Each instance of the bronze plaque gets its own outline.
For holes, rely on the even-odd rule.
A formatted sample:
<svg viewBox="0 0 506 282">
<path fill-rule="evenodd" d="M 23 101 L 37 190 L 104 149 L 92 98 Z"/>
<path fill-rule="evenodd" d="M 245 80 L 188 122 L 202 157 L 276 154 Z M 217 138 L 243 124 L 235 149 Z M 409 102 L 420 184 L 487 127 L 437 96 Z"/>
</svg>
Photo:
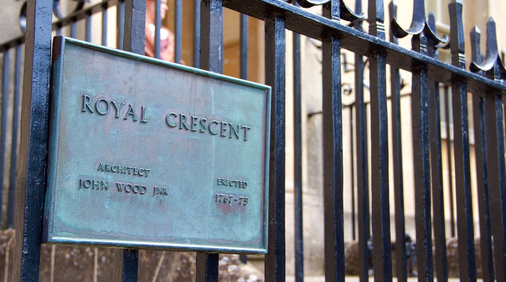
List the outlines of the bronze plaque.
<svg viewBox="0 0 506 282">
<path fill-rule="evenodd" d="M 269 86 L 58 37 L 45 241 L 267 252 Z"/>
</svg>

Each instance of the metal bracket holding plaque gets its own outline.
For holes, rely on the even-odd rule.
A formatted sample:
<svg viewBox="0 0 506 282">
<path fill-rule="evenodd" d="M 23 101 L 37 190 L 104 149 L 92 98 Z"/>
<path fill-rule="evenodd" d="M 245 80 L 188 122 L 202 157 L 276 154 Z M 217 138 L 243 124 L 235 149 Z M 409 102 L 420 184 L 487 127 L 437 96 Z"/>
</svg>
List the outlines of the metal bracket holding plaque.
<svg viewBox="0 0 506 282">
<path fill-rule="evenodd" d="M 271 88 L 53 43 L 44 241 L 267 252 Z"/>
</svg>

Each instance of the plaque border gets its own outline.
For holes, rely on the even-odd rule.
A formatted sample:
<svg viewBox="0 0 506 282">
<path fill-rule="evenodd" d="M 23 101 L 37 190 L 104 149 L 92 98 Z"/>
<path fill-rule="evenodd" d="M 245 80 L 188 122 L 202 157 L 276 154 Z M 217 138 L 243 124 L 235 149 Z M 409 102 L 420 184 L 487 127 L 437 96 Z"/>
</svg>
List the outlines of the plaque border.
<svg viewBox="0 0 506 282">
<path fill-rule="evenodd" d="M 266 132 L 265 132 L 265 156 L 264 156 L 264 206 L 263 236 L 262 247 L 254 248 L 227 248 L 222 246 L 213 246 L 202 244 L 183 244 L 166 243 L 163 242 L 144 242 L 135 240 L 112 240 L 93 239 L 88 240 L 82 238 L 71 238 L 53 236 L 51 233 L 50 225 L 52 224 L 49 221 L 50 216 L 53 213 L 54 205 L 51 201 L 54 196 L 51 193 L 55 193 L 55 179 L 56 170 L 55 169 L 58 153 L 58 137 L 61 116 L 60 99 L 62 96 L 62 78 L 63 77 L 64 56 L 61 56 L 64 53 L 66 47 L 73 45 L 85 49 L 93 50 L 109 55 L 116 56 L 141 61 L 149 64 L 158 65 L 165 67 L 182 70 L 198 75 L 207 76 L 212 78 L 231 82 L 235 84 L 242 84 L 248 87 L 256 88 L 265 91 L 266 93 Z M 272 103 L 272 88 L 256 82 L 245 80 L 223 74 L 205 71 L 200 69 L 193 68 L 174 63 L 164 62 L 150 57 L 126 52 L 121 50 L 114 49 L 107 46 L 97 45 L 78 39 L 65 36 L 55 36 L 53 39 L 52 56 L 51 59 L 51 77 L 50 91 L 50 126 L 48 148 L 48 184 L 46 192 L 44 206 L 44 218 L 43 226 L 43 240 L 44 243 L 51 244 L 81 245 L 95 247 L 112 247 L 125 249 L 158 249 L 167 251 L 179 251 L 186 252 L 205 252 L 208 253 L 223 253 L 244 254 L 261 255 L 267 253 L 268 242 L 269 224 L 269 162 L 270 158 L 270 135 L 271 135 L 271 109 Z"/>
</svg>

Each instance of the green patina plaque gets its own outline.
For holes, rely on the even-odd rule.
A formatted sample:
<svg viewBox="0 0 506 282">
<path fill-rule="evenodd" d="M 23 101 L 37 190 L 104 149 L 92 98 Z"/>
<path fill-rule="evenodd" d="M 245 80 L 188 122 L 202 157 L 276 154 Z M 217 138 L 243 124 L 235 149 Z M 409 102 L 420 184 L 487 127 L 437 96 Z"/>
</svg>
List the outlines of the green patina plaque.
<svg viewBox="0 0 506 282">
<path fill-rule="evenodd" d="M 267 252 L 269 86 L 53 48 L 45 242 Z"/>
</svg>

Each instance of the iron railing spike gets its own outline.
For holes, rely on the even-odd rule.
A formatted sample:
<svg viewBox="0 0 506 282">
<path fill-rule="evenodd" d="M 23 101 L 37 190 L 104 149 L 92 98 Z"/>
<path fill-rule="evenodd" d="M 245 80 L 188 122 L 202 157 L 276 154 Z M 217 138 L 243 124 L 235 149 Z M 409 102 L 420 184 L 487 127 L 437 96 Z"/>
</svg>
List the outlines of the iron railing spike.
<svg viewBox="0 0 506 282">
<path fill-rule="evenodd" d="M 402 38 L 408 34 L 418 35 L 424 31 L 426 25 L 425 2 L 424 0 L 414 0 L 413 7 L 413 18 L 408 29 L 401 27 L 397 17 L 394 17 L 392 20 L 391 28 L 395 37 Z"/>
<path fill-rule="evenodd" d="M 466 67 L 463 23 L 462 21 L 462 2 L 452 1 L 448 6 L 450 13 L 450 37 L 451 63 L 461 68 Z"/>
<path fill-rule="evenodd" d="M 359 1 L 360 0 L 357 1 Z M 341 19 L 343 19 L 345 21 L 352 22 L 364 18 L 363 13 L 361 13 L 360 11 L 357 11 L 357 12 L 353 12 L 348 8 L 344 1 L 342 0 L 338 0 L 338 1 L 334 2 L 332 1 L 332 0 L 297 0 L 297 3 L 299 3 L 299 5 L 301 7 L 305 8 L 311 8 L 315 6 L 323 5 L 324 4 L 333 5 L 338 2 L 339 2 L 339 6 L 338 6 L 339 11 L 338 11 L 337 7 L 333 9 L 331 9 L 332 10 L 331 19 L 339 21 Z"/>
<path fill-rule="evenodd" d="M 369 0 L 369 34 L 385 39 L 383 0 Z"/>
<path fill-rule="evenodd" d="M 429 42 L 435 46 L 440 43 L 446 43 L 448 42 L 448 36 L 446 35 L 442 37 L 438 36 L 436 32 L 436 16 L 432 12 L 429 13 L 429 16 L 426 20 L 425 27 L 424 31 L 425 32 L 425 36 L 427 36 L 427 39 Z M 431 22 L 432 21 L 432 22 Z"/>
<path fill-rule="evenodd" d="M 473 72 L 483 71 L 493 72 L 494 79 L 500 80 L 506 78 L 506 69 L 500 60 L 497 49 L 497 35 L 495 32 L 495 21 L 491 17 L 487 21 L 487 45 L 485 58 L 481 63 L 472 62 L 469 69 Z"/>
</svg>

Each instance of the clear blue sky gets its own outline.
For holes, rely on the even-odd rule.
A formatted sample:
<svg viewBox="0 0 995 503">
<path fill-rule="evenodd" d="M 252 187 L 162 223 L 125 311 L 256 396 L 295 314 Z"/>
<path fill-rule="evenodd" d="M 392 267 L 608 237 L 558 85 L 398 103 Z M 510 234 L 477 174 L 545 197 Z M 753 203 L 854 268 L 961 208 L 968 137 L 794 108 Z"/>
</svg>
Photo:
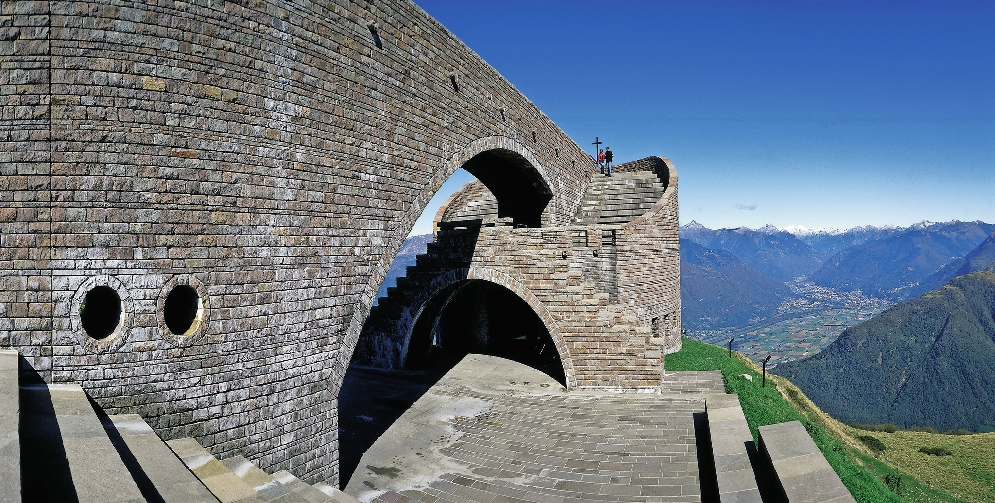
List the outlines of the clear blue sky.
<svg viewBox="0 0 995 503">
<path fill-rule="evenodd" d="M 417 3 L 682 224 L 995 222 L 995 2 Z"/>
</svg>

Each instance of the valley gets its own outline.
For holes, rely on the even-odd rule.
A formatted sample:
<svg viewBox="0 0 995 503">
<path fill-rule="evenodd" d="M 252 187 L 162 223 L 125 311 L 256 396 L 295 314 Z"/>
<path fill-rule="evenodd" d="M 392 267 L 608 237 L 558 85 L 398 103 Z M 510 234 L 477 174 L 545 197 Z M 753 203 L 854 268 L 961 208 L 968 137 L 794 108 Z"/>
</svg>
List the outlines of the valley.
<svg viewBox="0 0 995 503">
<path fill-rule="evenodd" d="M 863 323 L 894 306 L 888 299 L 869 297 L 859 291 L 838 292 L 802 278 L 786 283 L 797 295 L 772 316 L 754 318 L 744 327 L 721 330 L 689 330 L 686 337 L 725 346 L 759 363 L 771 355 L 777 365 L 814 355 L 836 340 L 848 327 Z"/>
</svg>

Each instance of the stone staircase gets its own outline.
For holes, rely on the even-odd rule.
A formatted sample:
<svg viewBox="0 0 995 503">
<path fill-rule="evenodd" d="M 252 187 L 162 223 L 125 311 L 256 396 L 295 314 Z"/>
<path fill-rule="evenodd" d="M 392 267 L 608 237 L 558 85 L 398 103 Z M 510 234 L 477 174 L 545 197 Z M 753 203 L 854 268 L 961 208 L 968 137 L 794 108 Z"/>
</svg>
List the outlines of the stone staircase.
<svg viewBox="0 0 995 503">
<path fill-rule="evenodd" d="M 79 384 L 22 375 L 0 350 L 0 503 L 354 503 L 197 440 L 163 442 L 134 414 L 103 414 Z"/>
<path fill-rule="evenodd" d="M 574 225 L 625 224 L 650 211 L 667 187 L 651 171 L 595 177 L 587 186 Z"/>
<path fill-rule="evenodd" d="M 456 214 L 455 220 L 494 219 L 498 218 L 498 198 L 491 191 L 481 194 L 481 197 L 471 201 L 466 208 Z"/>
<path fill-rule="evenodd" d="M 499 219 L 498 219 L 499 220 Z M 442 229 L 437 241 L 426 244 L 425 254 L 417 256 L 415 265 L 409 265 L 406 275 L 397 278 L 397 285 L 387 288 L 387 295 L 380 297 L 370 314 L 360 344 L 367 345 L 361 351 L 362 358 L 378 367 L 393 368 L 400 365 L 400 354 L 396 353 L 395 334 L 398 323 L 407 320 L 415 296 L 422 293 L 439 274 L 462 267 L 469 267 L 477 245 L 480 226 L 486 221 L 464 229 Z M 502 223 L 502 222 L 501 222 Z"/>
</svg>

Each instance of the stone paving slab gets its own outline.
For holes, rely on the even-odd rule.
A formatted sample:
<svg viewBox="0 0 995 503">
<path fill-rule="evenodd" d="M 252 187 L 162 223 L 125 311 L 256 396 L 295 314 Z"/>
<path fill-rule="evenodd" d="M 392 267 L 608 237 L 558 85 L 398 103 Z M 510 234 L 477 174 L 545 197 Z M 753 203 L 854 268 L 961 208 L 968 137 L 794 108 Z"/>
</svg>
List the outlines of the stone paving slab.
<svg viewBox="0 0 995 503">
<path fill-rule="evenodd" d="M 0 349 L 0 501 L 21 501 L 21 400 L 17 350 Z"/>
<path fill-rule="evenodd" d="M 260 496 L 252 486 L 247 484 L 227 466 L 218 461 L 197 440 L 193 438 L 177 438 L 166 442 L 183 464 L 197 475 L 197 478 L 211 491 L 221 503 L 235 501 L 244 503 L 266 503 L 266 498 Z"/>
<path fill-rule="evenodd" d="M 856 503 L 800 421 L 757 428 L 760 453 L 770 462 L 788 503 Z"/>
<path fill-rule="evenodd" d="M 103 427 L 108 435 L 120 437 L 147 479 L 140 482 L 150 486 L 165 503 L 218 503 L 140 416 L 108 416 Z M 142 483 L 138 485 L 144 491 L 149 489 Z"/>
<path fill-rule="evenodd" d="M 367 450 L 345 492 L 364 502 L 697 502 L 694 413 L 703 409 L 564 393 L 522 364 L 469 355 Z"/>
<path fill-rule="evenodd" d="M 705 395 L 725 393 L 721 371 L 665 372 L 661 389 L 665 396 L 683 395 L 689 400 L 704 400 Z"/>
<path fill-rule="evenodd" d="M 25 499 L 145 501 L 80 385 L 25 385 L 21 404 Z"/>
<path fill-rule="evenodd" d="M 722 503 L 760 503 L 760 489 L 747 452 L 753 435 L 746 424 L 739 398 L 726 394 L 707 395 L 704 401 L 718 500 Z"/>
</svg>

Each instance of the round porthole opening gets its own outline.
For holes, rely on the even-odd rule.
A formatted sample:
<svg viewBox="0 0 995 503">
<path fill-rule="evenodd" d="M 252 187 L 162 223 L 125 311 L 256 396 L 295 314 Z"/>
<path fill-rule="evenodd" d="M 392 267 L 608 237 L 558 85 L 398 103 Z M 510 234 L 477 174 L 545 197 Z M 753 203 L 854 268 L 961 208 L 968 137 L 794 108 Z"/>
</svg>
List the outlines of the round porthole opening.
<svg viewBox="0 0 995 503">
<path fill-rule="evenodd" d="M 176 286 L 166 295 L 162 314 L 166 327 L 175 335 L 190 335 L 200 323 L 201 303 L 197 290 L 189 284 Z"/>
<path fill-rule="evenodd" d="M 80 321 L 87 335 L 97 340 L 110 337 L 121 322 L 121 299 L 109 286 L 95 286 L 80 308 Z"/>
</svg>

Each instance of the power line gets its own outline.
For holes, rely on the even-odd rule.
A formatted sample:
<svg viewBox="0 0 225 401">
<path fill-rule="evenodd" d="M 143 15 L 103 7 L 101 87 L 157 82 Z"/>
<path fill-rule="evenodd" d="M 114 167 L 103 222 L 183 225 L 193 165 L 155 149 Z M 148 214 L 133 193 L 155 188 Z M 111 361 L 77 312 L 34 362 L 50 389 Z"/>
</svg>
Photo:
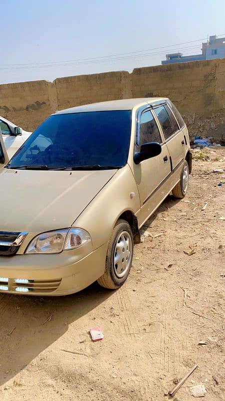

################

**Problem to work on**
Could you write out the material again from the line with "Each instance of the stone staircase" up to and including the line with "79 384 L 22", adding 135 to every number in the answer outlines, both the viewBox values and the path coordinates, while leaving the requests and their format samples as they are?

**Full response**
Each instance of the stone staircase gets its own outline.
For holes, rely on the even-odd rule.
A formatted sample:
<svg viewBox="0 0 995 503">
<path fill-rule="evenodd" d="M 252 187 L 162 223 L 125 311 L 256 396 L 295 314 Z"/>
<path fill-rule="evenodd" d="M 392 267 L 608 237 L 558 85 L 398 103 Z M 510 234 L 477 174 L 545 197 Z M 753 203 L 854 268 L 961 208 L 968 137 L 794 108 Z"/>
</svg>
List the outlines of the stone staircase.
<svg viewBox="135 135 1130 638">
<path fill-rule="evenodd" d="M 214 519 L 157 510 L 135 485 L 135 638 L 489 638 L 332 575 L 298 577 L 269 549 L 238 549 Z"/>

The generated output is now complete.